▶ _Actions to take_:
a. Condense the paragraph of the museum text beginning "The museum's permanent collection features" into a short bulleted list that keeps its main facts.
b. Echo the part of the museum text that opens with the words containing "The museum, sometimes" and closes with "early 20th century.", without changing anything.

▶ _Supplied text_:

The museum, sometimes referred to as the Wyeth Museum, is housed in a converted nineteenth-century mill overlooking the banks of the Brandywine Creek. The glass-walled lobby overlooks the river and countryside that inspired the Brandywine School earlier in the early 20th century.

== Contents ==
The museum's permanent collection features American illustration, still life works, and landscape painting by Jasper Francis Cropsey, Harvey Dunn, Peter Hurd, Maxfield Parrish, Howard Pyle, William Trost Richards, Barclay Rubincam, and Jessie Willcox Smith. It is also known for the collection and display of O-gauge model trains that have been on display since about 1972 and includes about 2,000 feet of track and more than 1,000 pieces. The museum has also put on a critter ornament display and sale since 1971, with animal ornaments created with only natural materials; some were displayed at the White House in 1984.

Stored records:
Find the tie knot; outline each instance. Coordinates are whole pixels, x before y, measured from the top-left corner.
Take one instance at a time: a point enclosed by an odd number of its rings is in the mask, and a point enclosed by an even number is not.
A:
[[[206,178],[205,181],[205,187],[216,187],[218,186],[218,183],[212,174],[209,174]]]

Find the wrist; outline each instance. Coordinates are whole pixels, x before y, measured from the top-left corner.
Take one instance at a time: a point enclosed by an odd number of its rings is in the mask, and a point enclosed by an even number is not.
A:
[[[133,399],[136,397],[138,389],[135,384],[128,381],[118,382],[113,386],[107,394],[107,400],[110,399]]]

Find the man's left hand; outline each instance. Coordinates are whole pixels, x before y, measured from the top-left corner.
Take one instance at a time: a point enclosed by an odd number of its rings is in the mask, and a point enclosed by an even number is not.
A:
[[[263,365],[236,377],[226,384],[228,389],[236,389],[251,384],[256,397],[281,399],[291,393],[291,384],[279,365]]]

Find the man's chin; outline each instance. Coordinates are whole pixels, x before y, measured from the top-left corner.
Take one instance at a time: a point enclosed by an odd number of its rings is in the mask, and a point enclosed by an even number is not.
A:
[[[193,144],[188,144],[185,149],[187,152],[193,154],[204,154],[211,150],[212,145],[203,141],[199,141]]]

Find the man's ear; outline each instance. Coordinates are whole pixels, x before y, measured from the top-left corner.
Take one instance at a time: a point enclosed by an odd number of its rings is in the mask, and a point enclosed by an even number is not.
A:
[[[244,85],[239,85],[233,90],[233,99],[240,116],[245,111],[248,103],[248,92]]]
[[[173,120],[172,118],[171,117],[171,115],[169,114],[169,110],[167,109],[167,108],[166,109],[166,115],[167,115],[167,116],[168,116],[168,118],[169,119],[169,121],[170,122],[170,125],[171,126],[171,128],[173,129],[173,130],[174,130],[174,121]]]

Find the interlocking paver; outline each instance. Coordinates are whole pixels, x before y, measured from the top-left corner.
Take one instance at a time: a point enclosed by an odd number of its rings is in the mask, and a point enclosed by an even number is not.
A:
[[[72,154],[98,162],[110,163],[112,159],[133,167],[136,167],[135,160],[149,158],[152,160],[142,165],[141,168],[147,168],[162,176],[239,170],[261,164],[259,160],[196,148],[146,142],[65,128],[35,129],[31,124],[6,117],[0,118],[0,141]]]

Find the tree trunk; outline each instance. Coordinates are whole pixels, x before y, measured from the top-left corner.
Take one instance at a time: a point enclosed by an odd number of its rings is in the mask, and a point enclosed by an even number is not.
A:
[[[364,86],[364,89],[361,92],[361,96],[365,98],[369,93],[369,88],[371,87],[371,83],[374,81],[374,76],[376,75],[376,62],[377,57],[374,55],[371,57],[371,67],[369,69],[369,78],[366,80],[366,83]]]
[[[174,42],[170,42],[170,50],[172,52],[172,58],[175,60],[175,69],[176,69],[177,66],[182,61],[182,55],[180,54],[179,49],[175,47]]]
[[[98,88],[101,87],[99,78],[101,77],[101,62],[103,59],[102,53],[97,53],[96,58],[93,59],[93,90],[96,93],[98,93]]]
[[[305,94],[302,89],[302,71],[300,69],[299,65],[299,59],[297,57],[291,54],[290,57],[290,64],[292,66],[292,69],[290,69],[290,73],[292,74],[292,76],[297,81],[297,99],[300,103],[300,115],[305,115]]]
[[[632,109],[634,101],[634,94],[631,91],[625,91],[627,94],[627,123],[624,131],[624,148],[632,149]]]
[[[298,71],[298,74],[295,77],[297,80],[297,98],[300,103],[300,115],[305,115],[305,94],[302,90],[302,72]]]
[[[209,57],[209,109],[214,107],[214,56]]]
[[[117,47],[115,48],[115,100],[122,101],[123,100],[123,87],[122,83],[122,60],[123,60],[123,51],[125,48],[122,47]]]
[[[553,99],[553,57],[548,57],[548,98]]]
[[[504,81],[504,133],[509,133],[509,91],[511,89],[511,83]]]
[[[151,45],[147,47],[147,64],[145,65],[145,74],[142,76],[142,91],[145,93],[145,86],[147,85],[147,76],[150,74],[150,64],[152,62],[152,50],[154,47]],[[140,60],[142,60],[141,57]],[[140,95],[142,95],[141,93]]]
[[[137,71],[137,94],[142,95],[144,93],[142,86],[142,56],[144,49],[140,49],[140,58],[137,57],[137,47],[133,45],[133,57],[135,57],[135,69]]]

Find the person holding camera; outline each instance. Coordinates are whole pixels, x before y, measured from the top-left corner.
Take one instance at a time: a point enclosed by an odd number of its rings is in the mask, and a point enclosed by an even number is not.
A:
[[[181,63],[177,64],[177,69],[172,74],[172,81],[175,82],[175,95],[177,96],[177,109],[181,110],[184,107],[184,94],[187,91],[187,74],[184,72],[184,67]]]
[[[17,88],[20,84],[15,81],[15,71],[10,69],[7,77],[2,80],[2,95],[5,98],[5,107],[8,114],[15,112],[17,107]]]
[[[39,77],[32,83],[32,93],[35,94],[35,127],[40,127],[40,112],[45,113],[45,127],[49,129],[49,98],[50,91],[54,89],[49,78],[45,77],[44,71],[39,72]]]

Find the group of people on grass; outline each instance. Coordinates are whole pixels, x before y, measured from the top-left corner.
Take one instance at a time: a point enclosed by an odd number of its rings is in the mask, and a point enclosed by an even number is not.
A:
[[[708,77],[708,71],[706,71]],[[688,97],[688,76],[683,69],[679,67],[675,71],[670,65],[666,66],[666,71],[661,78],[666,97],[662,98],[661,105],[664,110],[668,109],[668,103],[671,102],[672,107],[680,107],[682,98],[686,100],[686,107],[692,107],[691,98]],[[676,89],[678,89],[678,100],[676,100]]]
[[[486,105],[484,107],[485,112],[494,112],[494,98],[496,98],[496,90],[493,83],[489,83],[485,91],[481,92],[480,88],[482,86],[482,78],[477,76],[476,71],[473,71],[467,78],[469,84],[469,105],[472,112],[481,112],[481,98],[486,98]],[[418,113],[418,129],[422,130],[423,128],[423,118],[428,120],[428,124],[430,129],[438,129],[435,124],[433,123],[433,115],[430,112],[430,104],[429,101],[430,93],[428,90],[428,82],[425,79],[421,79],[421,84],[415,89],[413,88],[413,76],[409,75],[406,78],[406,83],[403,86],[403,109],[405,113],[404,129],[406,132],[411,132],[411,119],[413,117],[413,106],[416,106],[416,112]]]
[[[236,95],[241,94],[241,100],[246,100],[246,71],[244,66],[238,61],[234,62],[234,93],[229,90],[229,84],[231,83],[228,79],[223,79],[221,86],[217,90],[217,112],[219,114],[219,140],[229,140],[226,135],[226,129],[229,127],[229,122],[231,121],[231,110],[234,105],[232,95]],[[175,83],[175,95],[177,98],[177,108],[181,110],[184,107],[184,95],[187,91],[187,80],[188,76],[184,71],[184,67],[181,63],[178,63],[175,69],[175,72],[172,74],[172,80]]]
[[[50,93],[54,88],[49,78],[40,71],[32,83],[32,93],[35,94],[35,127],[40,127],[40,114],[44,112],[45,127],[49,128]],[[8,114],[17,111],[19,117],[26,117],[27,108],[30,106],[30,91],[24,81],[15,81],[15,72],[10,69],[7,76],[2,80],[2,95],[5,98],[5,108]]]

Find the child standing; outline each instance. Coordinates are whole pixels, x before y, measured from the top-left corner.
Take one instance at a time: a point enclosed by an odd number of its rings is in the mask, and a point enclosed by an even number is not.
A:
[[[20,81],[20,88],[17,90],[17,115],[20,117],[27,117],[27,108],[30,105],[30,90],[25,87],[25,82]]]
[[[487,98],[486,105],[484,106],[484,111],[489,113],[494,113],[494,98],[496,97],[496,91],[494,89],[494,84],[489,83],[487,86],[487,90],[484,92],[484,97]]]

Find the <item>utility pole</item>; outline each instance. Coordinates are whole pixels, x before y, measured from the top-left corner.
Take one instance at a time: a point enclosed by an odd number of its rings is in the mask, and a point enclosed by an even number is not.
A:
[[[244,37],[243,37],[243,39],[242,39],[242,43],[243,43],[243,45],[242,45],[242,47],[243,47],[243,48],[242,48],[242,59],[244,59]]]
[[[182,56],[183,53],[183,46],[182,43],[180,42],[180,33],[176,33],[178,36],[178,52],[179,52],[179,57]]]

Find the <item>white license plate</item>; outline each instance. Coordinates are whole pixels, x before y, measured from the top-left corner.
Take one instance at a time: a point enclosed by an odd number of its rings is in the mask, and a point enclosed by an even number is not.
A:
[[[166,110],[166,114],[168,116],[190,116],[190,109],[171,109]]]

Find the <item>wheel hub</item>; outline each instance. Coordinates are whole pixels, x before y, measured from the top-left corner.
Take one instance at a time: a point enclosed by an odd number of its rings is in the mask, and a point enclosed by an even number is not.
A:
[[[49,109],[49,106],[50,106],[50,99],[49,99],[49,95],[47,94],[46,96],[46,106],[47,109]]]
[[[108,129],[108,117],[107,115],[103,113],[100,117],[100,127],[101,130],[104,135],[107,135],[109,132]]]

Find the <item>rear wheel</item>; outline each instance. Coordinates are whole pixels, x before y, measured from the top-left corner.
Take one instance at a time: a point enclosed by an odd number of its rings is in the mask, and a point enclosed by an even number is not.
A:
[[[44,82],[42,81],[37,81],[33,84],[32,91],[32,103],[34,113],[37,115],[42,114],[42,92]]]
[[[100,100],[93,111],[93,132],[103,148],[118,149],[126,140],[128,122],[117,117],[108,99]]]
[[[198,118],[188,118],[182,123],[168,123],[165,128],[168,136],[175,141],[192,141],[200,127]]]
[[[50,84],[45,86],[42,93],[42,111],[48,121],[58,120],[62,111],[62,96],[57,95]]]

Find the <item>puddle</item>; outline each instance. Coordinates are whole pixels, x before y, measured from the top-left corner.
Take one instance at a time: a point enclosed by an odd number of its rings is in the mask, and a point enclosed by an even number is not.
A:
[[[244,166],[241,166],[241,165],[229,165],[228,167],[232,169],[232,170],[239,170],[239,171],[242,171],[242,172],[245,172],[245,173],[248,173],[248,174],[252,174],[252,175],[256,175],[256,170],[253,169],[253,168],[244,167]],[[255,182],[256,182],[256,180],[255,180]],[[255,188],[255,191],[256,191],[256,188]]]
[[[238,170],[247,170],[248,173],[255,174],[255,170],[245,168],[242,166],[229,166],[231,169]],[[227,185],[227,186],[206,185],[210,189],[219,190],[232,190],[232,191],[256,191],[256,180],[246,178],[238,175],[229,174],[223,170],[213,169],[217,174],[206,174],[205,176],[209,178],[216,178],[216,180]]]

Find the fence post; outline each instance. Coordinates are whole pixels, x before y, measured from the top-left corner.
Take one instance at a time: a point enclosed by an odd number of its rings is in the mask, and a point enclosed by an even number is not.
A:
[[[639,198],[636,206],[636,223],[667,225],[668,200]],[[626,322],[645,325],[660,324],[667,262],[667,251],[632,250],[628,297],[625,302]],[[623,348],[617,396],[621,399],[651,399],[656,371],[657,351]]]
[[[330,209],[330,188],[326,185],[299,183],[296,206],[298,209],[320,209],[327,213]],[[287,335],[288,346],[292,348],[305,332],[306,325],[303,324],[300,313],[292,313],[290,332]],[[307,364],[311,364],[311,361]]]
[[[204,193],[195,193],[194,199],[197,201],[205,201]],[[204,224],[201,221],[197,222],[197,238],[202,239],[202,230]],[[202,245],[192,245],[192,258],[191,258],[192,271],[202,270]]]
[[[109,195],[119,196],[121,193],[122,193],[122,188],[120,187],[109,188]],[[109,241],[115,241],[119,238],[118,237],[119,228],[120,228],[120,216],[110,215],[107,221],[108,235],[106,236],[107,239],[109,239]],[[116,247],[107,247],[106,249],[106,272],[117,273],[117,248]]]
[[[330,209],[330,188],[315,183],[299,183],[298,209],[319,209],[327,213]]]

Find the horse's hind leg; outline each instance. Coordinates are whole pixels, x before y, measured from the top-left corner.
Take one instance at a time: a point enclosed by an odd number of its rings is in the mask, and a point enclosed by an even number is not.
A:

▶ _Results in order_:
a.
- Permanent collection: American illustration, still life works, and landscape painting by Jasper Francis Cropsey, Harvey Dunn, Peter Hurd, Maxfield Parrish, Howard Pyle, William Trost Richards, Barclay Rubincam, and Jessie Willcox Smith.
- O-gauge model trains on display since about 1972, with about 2,000 feet of track and more than 1,000 pieces.
- Critter ornament display and sale since 1971, with animal ornaments made only from natural materials; some were shown at the White House in 1984.

b.
The museum, sometimes referred to as the Wyeth Museum, is housed in a converted nineteenth-century mill overlooking the banks of the Brandywine Creek. The glass-walled lobby overlooks the river and countryside that inspired the Brandywine School earlier in the early 20th century.